Source records:
— start —

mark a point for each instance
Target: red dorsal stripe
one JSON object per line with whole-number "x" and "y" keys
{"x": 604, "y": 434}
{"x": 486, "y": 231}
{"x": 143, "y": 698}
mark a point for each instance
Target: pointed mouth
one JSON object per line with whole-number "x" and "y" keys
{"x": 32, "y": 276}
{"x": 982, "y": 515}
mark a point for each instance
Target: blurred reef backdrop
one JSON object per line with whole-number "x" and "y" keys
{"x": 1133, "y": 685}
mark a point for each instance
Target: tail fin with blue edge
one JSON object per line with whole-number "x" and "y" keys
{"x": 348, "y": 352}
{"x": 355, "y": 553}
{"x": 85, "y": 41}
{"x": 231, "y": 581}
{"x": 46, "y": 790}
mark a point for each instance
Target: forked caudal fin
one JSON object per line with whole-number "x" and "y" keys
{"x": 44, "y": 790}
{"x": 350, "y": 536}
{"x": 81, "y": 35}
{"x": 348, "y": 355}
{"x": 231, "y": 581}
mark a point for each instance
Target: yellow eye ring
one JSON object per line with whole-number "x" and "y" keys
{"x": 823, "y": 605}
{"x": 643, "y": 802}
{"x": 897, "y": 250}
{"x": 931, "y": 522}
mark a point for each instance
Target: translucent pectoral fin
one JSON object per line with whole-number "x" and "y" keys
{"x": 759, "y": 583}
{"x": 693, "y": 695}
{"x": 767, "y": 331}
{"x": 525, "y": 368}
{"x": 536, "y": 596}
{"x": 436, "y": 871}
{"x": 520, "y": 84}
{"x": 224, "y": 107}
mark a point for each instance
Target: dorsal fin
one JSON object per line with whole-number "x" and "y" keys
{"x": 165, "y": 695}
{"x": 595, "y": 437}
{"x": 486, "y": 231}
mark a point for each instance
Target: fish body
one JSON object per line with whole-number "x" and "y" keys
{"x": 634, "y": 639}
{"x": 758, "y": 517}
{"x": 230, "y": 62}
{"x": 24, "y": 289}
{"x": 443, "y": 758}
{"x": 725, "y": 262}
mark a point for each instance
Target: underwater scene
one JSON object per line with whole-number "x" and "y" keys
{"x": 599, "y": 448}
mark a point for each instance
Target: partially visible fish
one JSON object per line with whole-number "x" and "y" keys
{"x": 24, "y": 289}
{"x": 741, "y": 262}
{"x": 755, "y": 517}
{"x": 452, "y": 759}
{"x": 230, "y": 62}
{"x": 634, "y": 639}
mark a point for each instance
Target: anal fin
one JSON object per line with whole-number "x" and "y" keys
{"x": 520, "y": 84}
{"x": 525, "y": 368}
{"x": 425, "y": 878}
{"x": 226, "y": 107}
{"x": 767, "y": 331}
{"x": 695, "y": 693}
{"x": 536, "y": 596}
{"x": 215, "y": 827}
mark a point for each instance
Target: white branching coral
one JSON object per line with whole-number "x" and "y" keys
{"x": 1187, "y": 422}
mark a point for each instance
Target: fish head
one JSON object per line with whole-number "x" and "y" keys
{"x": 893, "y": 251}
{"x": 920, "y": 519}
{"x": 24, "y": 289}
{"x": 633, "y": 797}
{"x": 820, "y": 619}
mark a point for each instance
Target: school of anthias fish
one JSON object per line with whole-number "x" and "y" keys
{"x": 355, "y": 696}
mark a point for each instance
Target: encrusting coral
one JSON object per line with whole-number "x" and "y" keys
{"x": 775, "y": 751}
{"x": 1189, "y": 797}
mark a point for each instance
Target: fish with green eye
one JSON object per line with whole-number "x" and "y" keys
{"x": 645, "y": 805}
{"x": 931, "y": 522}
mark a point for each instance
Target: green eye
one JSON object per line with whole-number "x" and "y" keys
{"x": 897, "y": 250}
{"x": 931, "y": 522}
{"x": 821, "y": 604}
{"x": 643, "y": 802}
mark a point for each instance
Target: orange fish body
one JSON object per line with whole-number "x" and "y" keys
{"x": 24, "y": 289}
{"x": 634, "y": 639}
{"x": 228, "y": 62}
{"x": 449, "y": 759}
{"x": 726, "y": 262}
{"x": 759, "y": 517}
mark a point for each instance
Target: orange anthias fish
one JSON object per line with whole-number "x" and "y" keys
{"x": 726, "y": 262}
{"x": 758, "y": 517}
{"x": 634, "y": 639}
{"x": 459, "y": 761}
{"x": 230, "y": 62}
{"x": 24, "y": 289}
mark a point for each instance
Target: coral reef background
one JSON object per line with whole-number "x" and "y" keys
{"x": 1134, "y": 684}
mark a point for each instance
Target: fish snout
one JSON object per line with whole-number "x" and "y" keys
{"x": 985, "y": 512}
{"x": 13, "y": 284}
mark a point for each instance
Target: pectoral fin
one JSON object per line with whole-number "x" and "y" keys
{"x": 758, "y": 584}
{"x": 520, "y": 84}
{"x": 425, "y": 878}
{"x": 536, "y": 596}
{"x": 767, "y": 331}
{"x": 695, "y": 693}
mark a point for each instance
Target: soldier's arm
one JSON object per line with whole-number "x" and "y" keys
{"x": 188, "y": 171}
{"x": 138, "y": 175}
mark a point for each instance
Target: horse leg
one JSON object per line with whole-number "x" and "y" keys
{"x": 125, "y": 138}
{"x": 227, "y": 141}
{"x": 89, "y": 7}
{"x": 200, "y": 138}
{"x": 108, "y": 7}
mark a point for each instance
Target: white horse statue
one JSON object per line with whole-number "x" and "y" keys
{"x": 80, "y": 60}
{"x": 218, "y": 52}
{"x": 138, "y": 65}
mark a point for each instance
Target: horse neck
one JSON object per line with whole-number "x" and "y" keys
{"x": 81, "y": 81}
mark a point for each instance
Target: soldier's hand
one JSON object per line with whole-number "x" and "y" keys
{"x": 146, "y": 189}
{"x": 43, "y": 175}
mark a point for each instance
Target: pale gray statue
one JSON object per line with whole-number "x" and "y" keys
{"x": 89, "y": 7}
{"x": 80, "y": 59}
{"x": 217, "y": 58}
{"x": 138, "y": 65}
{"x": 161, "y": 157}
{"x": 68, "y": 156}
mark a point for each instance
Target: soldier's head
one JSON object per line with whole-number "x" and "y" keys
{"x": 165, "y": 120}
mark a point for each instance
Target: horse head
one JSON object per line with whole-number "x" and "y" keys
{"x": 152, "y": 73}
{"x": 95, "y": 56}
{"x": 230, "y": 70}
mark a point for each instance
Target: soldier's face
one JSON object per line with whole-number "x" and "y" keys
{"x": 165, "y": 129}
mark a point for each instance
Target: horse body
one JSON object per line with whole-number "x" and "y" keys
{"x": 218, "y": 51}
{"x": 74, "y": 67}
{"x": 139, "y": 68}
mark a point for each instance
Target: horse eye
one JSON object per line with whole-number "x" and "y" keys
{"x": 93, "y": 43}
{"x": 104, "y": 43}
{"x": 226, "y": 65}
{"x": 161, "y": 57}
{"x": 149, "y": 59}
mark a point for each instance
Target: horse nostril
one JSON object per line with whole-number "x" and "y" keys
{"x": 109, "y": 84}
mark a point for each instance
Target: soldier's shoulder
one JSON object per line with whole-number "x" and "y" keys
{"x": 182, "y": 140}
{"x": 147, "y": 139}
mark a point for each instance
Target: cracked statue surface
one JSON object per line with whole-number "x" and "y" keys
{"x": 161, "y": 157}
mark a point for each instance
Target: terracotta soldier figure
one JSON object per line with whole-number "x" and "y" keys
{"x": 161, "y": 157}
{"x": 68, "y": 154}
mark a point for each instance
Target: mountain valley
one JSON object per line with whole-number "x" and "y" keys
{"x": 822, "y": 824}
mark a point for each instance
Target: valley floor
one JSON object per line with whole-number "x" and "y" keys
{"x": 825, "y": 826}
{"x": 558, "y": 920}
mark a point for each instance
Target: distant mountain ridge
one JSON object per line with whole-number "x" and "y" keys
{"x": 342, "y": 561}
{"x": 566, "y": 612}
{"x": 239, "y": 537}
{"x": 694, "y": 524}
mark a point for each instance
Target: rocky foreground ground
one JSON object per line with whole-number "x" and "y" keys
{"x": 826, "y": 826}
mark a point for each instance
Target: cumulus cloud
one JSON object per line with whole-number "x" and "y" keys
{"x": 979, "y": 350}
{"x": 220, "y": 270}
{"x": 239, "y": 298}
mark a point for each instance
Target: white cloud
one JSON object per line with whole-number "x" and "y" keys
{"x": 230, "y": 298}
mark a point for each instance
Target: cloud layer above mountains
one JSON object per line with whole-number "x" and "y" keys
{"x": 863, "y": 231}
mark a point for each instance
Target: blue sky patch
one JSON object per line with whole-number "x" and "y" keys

— end —

## TASK TO COMPLETE
Pull out every line of the records above that contains the string "reef". Case counts.

## RESULT FOR THIS EXERCISE
Target: blurred reef backdrop
Target: coral reef background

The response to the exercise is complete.